▸ **THE REQUEST**:
Could you copy the entries below word for word, starting at the line with "TARGET = blue sky" and continuing up to and including the last line of the entries?

>> Start EXCERPTED RECORDS

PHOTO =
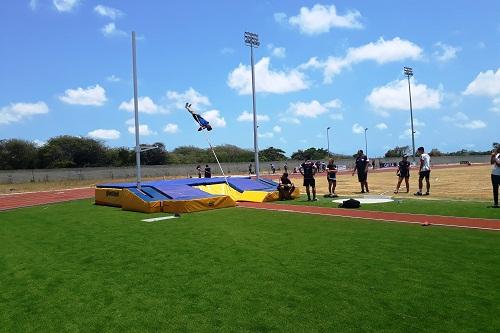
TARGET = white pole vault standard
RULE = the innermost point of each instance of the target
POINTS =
(136, 114)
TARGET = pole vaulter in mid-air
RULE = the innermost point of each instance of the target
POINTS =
(204, 124)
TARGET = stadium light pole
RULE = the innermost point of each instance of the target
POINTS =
(328, 141)
(408, 71)
(136, 116)
(366, 143)
(252, 40)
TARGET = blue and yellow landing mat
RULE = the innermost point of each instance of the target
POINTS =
(186, 195)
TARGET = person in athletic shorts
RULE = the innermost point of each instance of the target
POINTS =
(285, 187)
(403, 173)
(495, 175)
(424, 171)
(331, 177)
(308, 170)
(361, 165)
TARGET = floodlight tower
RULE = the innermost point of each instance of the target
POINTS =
(408, 71)
(366, 143)
(252, 40)
(328, 141)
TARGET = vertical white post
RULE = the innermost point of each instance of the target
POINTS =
(136, 114)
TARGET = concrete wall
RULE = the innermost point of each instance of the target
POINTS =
(47, 175)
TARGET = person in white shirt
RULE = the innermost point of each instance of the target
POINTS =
(495, 174)
(424, 172)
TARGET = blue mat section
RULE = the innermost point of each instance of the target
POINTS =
(182, 189)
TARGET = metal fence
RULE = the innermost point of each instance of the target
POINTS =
(185, 170)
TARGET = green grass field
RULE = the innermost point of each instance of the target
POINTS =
(78, 267)
(415, 206)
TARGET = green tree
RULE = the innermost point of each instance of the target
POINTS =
(272, 154)
(18, 154)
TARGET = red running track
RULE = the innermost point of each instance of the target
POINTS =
(448, 221)
(17, 200)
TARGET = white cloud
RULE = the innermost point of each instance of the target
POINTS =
(143, 130)
(92, 95)
(171, 128)
(18, 111)
(416, 123)
(461, 120)
(104, 134)
(214, 118)
(191, 96)
(407, 134)
(289, 120)
(485, 84)
(248, 116)
(313, 108)
(267, 80)
(65, 5)
(337, 116)
(278, 52)
(382, 51)
(320, 19)
(266, 135)
(358, 129)
(145, 105)
(394, 96)
(113, 78)
(110, 30)
(227, 50)
(446, 52)
(110, 12)
(33, 4)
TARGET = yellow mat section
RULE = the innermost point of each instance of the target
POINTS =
(108, 197)
(196, 205)
(220, 189)
(132, 202)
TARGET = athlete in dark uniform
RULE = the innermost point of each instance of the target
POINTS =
(361, 166)
(308, 169)
(331, 177)
(403, 173)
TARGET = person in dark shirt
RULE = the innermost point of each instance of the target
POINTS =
(285, 187)
(198, 168)
(361, 166)
(331, 177)
(208, 172)
(308, 170)
(403, 173)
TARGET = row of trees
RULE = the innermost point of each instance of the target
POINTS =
(77, 152)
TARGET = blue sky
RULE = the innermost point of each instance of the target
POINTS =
(66, 69)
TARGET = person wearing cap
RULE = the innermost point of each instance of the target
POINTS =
(495, 174)
(308, 170)
(361, 165)
(403, 173)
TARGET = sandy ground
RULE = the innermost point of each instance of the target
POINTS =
(459, 182)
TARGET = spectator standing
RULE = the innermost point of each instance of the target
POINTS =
(403, 173)
(495, 175)
(308, 170)
(208, 172)
(424, 171)
(361, 165)
(331, 177)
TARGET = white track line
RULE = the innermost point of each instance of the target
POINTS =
(370, 219)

>> End EXCERPTED RECORDS

▸ **COMPLETE RESPONSE**:
TARGET = blue sky
RULE = the innermost point of each instance of the target
POINTS =
(66, 69)
TARGET = person wearing cap
RULE = the innermost point of each instance of the target
POINTS =
(495, 174)
(308, 170)
(361, 165)
(403, 173)
TARGET = sandy ground
RULE = the innermost point of each instance of the target
POINTS =
(459, 182)
TARGET = spectator standing
RULE = the innermost point of each instance of the target
POINTS =
(403, 173)
(495, 175)
(308, 170)
(208, 172)
(424, 171)
(361, 165)
(331, 177)
TARGET = white track line
RULE = the innermost point of each instance of the target
POINTS =
(370, 219)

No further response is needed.